** WORK INSTRUCTIONS **
Rename every "query" in the listing to "search", leaving everything else the same.

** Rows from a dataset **
☆ ☆ ☆ ☆ ☆ ☆ ☆

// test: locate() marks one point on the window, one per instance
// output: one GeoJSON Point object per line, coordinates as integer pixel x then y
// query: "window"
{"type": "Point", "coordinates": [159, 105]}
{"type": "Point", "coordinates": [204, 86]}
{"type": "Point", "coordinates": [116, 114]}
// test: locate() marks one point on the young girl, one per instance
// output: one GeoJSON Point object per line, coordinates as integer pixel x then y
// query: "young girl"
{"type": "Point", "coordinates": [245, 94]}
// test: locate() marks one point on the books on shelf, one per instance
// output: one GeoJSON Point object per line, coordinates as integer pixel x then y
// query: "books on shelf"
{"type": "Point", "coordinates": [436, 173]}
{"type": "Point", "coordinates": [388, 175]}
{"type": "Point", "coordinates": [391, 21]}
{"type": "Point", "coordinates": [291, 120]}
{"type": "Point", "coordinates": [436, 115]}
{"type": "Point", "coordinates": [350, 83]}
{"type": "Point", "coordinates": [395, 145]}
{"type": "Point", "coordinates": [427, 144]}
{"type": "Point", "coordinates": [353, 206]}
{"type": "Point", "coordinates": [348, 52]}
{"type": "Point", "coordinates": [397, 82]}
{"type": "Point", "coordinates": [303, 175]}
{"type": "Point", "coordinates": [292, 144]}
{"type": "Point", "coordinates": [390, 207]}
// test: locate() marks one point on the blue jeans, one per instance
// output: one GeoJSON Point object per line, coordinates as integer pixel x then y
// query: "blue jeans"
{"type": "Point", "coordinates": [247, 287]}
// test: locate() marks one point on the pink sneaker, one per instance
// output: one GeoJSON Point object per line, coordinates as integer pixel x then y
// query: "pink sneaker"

☆ ☆ ☆ ☆ ☆ ☆ ☆

** SOLUTION FOR THIS TASK **
// test: locate() marks one point on the window, one per instance
// output: one GeoJSON Point object per line, coordinates as integer pixel x then y
// search: "window"
{"type": "Point", "coordinates": [159, 105]}
{"type": "Point", "coordinates": [204, 86]}
{"type": "Point", "coordinates": [116, 114]}
// test: locate() marks one point on the young girl, one per instance
// output: one GeoJSON Point object per line, coordinates as integer pixel x then y
// search: "young girl"
{"type": "Point", "coordinates": [245, 94]}
// test: locate() marks one point on the books on shelf, one per instance
// output: one GeoJSON Point object per line, coordinates as integer pixel x then y
// search: "books on shelf"
{"type": "Point", "coordinates": [436, 173]}
{"type": "Point", "coordinates": [388, 175]}
{"type": "Point", "coordinates": [391, 21]}
{"type": "Point", "coordinates": [291, 120]}
{"type": "Point", "coordinates": [436, 115]}
{"type": "Point", "coordinates": [350, 83]}
{"type": "Point", "coordinates": [395, 145]}
{"type": "Point", "coordinates": [427, 144]}
{"type": "Point", "coordinates": [353, 206]}
{"type": "Point", "coordinates": [348, 52]}
{"type": "Point", "coordinates": [397, 82]}
{"type": "Point", "coordinates": [303, 175]}
{"type": "Point", "coordinates": [292, 144]}
{"type": "Point", "coordinates": [390, 207]}
// test: locate() marks one point on the blue jeans, one per instance
// output: one GeoJSON Point object per line, coordinates as integer pixel x then y
// search: "blue jeans"
{"type": "Point", "coordinates": [247, 287]}
// test: locate() marks one point on the pink sneaker, one per instance
// output: one GeoJSON Point object per line, coordinates as integer pixel x then y
// search: "pink sneaker"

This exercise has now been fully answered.